- ACTIVITY: Once the line containing "task | for every instance of the smiling" is reached, copy it and every line after it exactly, to the end of the material, without pictures.

##### PROVIDED RECORDS #####

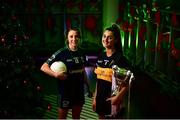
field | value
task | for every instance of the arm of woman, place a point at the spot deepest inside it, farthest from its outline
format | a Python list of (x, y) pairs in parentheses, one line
[(46, 69)]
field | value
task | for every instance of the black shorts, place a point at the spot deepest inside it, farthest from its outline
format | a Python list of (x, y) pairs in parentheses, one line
[(69, 101), (103, 107)]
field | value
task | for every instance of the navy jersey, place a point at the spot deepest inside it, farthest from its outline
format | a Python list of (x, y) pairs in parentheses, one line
[(73, 86), (104, 76)]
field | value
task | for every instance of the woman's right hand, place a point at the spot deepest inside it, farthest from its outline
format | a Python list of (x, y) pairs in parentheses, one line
[(61, 75)]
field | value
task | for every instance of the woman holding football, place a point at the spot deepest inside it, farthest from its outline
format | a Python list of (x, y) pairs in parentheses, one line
[(70, 82)]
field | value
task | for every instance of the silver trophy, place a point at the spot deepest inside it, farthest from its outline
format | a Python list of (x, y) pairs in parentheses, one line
[(121, 76)]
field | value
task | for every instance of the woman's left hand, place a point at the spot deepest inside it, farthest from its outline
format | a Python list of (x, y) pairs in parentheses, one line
[(115, 100)]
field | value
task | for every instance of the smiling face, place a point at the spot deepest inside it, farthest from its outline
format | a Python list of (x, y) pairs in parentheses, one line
[(108, 39), (73, 40)]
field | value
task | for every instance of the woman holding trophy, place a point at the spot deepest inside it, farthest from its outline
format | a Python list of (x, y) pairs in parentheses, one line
[(109, 92)]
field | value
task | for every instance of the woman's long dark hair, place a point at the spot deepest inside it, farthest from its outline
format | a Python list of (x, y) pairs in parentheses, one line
[(67, 32), (116, 31)]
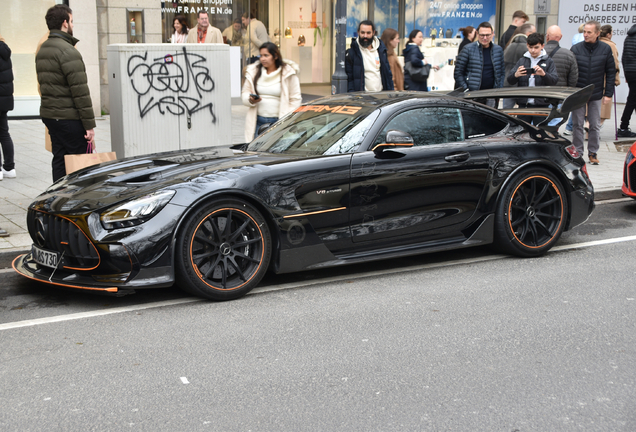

#####

- RESULT OF THIS EXERCISE:
task | for every instance of the smiling face, place a point at the spot deepest inside it, farthest from its outline
format | a Python list of (x, y) pairs in parentheses, one line
[(108, 39), (73, 40)]
field | value
task | for every instance of the woman holding trophy, place a point at the spot deepest inside it, farthest from its outline
format | a Python list of (x, y) pairs in parentheses, one line
[(109, 92)]
field | value
task | for every instance of the woman's long dark hair, place a point at the spot deepest inside it, farthest from its outline
format | a Python list of (x, y) pairs in parentheses, one line
[(67, 32), (116, 31)]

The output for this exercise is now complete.